▶ [YOUR ASSIGNMENT] Each record that comes next should be output exactly; pictures do not belong in the copy.

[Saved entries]

#####

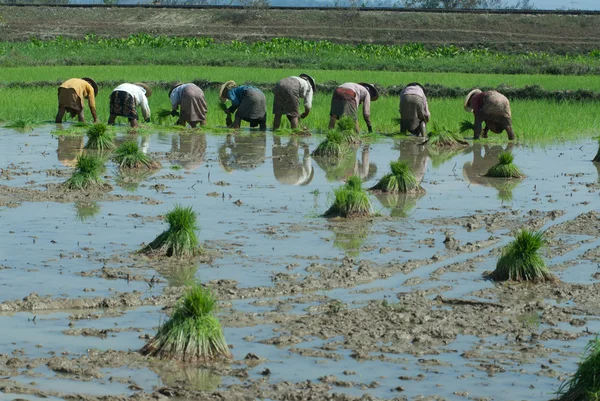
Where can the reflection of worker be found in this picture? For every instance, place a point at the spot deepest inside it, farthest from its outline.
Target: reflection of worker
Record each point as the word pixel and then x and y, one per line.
pixel 70 98
pixel 286 166
pixel 243 152
pixel 190 99
pixel 69 149
pixel 188 150
pixel 125 99
pixel 415 155
pixel 491 108
pixel 288 93
pixel 347 98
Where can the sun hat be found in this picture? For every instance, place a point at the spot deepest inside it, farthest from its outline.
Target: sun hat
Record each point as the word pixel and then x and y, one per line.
pixel 474 92
pixel 310 80
pixel 372 90
pixel 146 87
pixel 178 84
pixel 225 87
pixel 93 83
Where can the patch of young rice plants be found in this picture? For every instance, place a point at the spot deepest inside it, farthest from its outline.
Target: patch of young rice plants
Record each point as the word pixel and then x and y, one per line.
pixel 193 333
pixel 520 260
pixel 505 168
pixel 180 238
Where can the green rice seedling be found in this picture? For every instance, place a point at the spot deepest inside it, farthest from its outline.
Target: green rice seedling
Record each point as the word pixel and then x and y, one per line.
pixel 520 260
pixel 350 201
pixel 193 333
pixel 85 210
pixel 442 137
pixel 179 239
pixel 505 168
pixel 99 138
pixel 334 145
pixel 130 156
pixel 88 171
pixel 584 385
pixel 401 179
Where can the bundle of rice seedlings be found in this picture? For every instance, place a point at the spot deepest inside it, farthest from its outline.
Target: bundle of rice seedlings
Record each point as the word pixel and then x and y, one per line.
pixel 99 138
pixel 584 385
pixel 401 179
pixel 88 171
pixel 351 200
pixel 334 145
pixel 129 155
pixel 505 167
pixel 179 239
pixel 520 260
pixel 441 137
pixel 193 333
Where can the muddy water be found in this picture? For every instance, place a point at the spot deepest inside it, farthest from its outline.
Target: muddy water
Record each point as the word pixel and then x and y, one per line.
pixel 378 306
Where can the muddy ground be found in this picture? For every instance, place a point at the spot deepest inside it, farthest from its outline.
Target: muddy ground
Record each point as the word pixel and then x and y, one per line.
pixel 397 306
pixel 561 34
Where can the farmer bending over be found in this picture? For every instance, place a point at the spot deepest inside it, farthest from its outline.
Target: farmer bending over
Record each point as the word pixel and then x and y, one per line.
pixel 125 99
pixel 346 99
pixel 288 93
pixel 70 98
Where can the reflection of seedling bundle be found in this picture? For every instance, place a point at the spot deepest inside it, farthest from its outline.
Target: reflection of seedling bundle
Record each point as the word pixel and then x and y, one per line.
pixel 505 167
pixel 130 156
pixel 88 171
pixel 334 145
pixel 351 200
pixel 193 333
pixel 401 179
pixel 99 138
pixel 520 260
pixel 584 385
pixel 179 239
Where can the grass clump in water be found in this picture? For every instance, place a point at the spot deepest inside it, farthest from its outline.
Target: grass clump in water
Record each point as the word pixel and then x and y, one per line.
pixel 334 145
pixel 130 156
pixel 193 333
pixel 88 171
pixel 505 168
pixel 99 138
pixel 584 385
pixel 180 238
pixel 401 179
pixel 351 200
pixel 520 260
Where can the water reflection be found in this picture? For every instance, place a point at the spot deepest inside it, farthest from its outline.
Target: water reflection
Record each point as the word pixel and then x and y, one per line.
pixel 341 168
pixel 243 152
pixel 484 157
pixel 188 150
pixel 69 149
pixel 287 168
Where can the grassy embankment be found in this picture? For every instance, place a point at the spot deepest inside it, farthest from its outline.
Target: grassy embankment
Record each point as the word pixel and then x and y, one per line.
pixel 284 52
pixel 534 120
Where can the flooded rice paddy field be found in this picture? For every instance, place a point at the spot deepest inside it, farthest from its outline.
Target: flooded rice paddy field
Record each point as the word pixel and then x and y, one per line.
pixel 392 307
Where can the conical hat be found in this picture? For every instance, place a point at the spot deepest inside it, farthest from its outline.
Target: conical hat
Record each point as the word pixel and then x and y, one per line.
pixel 468 108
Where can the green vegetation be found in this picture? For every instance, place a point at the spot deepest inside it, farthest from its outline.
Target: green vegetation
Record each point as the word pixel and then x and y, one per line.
pixel 351 200
pixel 99 138
pixel 88 171
pixel 401 179
pixel 193 333
pixel 520 260
pixel 286 52
pixel 584 385
pixel 179 239
pixel 505 168
pixel 130 156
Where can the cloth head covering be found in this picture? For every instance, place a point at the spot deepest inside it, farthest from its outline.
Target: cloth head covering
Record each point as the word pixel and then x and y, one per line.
pixel 224 88
pixel 474 92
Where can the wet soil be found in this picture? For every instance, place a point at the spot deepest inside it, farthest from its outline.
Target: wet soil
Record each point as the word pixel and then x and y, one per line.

#####

▶ [RESULT]
Where can the reflection of worker be found in this picture? For every instance, place a point at the spot deepest inside it, farthest from its outline.
Target: reflection of worker
Record each point as the word pixel and then x and y, one per line.
pixel 70 98
pixel 286 166
pixel 243 152
pixel 190 99
pixel 69 149
pixel 188 150
pixel 125 99
pixel 415 155
pixel 491 108
pixel 288 93
pixel 347 98
Where can the sun hat be found in this picture? For every instance, place a point at the spot deepest inside it, farthest from its outline.
Target: sun hat
Record each point as the word pixel and then x and y, one per line.
pixel 474 92
pixel 310 80
pixel 372 90
pixel 146 87
pixel 178 84
pixel 225 87
pixel 93 83
Where can the patch of young rice plants be found in this picture? For every instance, place a point at the spot deepest inside it, farthest from its outline.
Target: patch of young rice plants
Record each point as the word pixel and then x and y, one per line.
pixel 193 333
pixel 520 260
pixel 505 168
pixel 180 238
Where can the green rice seedling be found in this picture? For every instance, place a point at the spot deepest inside it, farthest from its outline.
Target: green rice seedling
Record each point as the word pixel and then x and y, one per line.
pixel 520 260
pixel 350 201
pixel 193 333
pixel 85 210
pixel 442 137
pixel 179 239
pixel 505 168
pixel 99 138
pixel 334 145
pixel 130 156
pixel 88 171
pixel 584 385
pixel 401 179
Where can the bundle of rice seedlings be found in this picture? For every instance, place a point at the spot deepest inside it, farthest from its outline.
Target: bundle of rice seedlings
Record each point as the word pixel and then x and y, one per line.
pixel 99 138
pixel 584 385
pixel 401 179
pixel 88 171
pixel 351 200
pixel 334 145
pixel 129 155
pixel 505 167
pixel 179 239
pixel 520 260
pixel 441 137
pixel 193 333
Where can the muddy water be found in this picture? For every instance, place a point at the spot deepest inside it, farthest from its outline.
Target: muddy water
Record each point as the word pixel and then x and y, one per line.
pixel 378 306
Where can the muddy ground be found in this picture? For every instance, place a point at the spot deepest inside it, farthest from its outline.
Target: muddy ground
Record each point as the word pixel and then x and y, one per line.
pixel 397 306
pixel 561 34
Where can the farmer bending over be found in this picture? For every instance, place a point at the spot deepest inside it, farthest from its outline.
Target: farmer bending over
Record each point as the word pixel and then x and y, one per line.
pixel 125 99
pixel 346 99
pixel 288 93
pixel 70 98
Where can the reflection of seedling bundle be found in this picture? For every instance, place a point at the spot deepest inside it, farthest from its outline.
Target: reflection of seedling bundle
Record each point as the word pixel and then x and y, one per line.
pixel 505 167
pixel 130 156
pixel 88 171
pixel 334 145
pixel 351 200
pixel 193 333
pixel 401 179
pixel 99 138
pixel 520 260
pixel 584 385
pixel 179 239
Where can the grass clump in water be found in this picture? For every instance, place a point at the spot deepest inside it, farthest from its outline.
Target: grass clump in water
Record each point as the word pixel and then x and y, one per line.
pixel 334 145
pixel 130 156
pixel 193 333
pixel 88 171
pixel 505 168
pixel 99 138
pixel 584 385
pixel 180 238
pixel 401 179
pixel 351 200
pixel 520 260
Where can the water reflection be found in this picture? For every instance, place a point at the spot deepest inside it, farthest from its outline.
Target: water reflection
Record each point as the word pixel and then x and y, one per line.
pixel 341 168
pixel 243 152
pixel 484 157
pixel 188 150
pixel 69 149
pixel 287 168
Where can the grassy embankment be found in this picture? For every instance, place a point at the spot deepest inside it, farthest from its outline.
Target: grassy embankment
Record each point as the word pixel and then x and y, one per line.
pixel 284 52
pixel 534 120
Where can the flooded rice paddy field be found in this picture? For every instance, place a point at the spot deepest inside it, farthest from its outline.
Target: flooded rice paddy field
Record each point as the word pixel and then x and y, one per line.
pixel 392 307
Where can the conical hat be found in this picture? For every instance, place a point at the spot deepest inside it, farthest from its outline.
Target: conical hat
Record each point as the word pixel and then x and y, one per line.
pixel 468 108
Where can the green vegetation be found in this picture? For every instance, place a point at the spot deepest inside it, farthest from its outline.
Target: green vegetation
Record each point as the word pixel and then x and y, one per line.
pixel 351 200
pixel 99 138
pixel 88 171
pixel 401 179
pixel 193 333
pixel 520 260
pixel 286 52
pixel 584 385
pixel 179 239
pixel 505 168
pixel 130 156
Where can the cloth head covering be found in this picture? For every instance, place a point at the spot deepest inside it, farthest from its outline.
Target: cloth head covering
Record each point as the word pixel and then x and y, one per line.
pixel 224 88
pixel 474 92
Where can the wet soil be found in this picture? For every instance, place a point at the spot deepest inside it, farthest from its outline.
Target: wet soil
Record each point as the word pixel and then x and y, one per line.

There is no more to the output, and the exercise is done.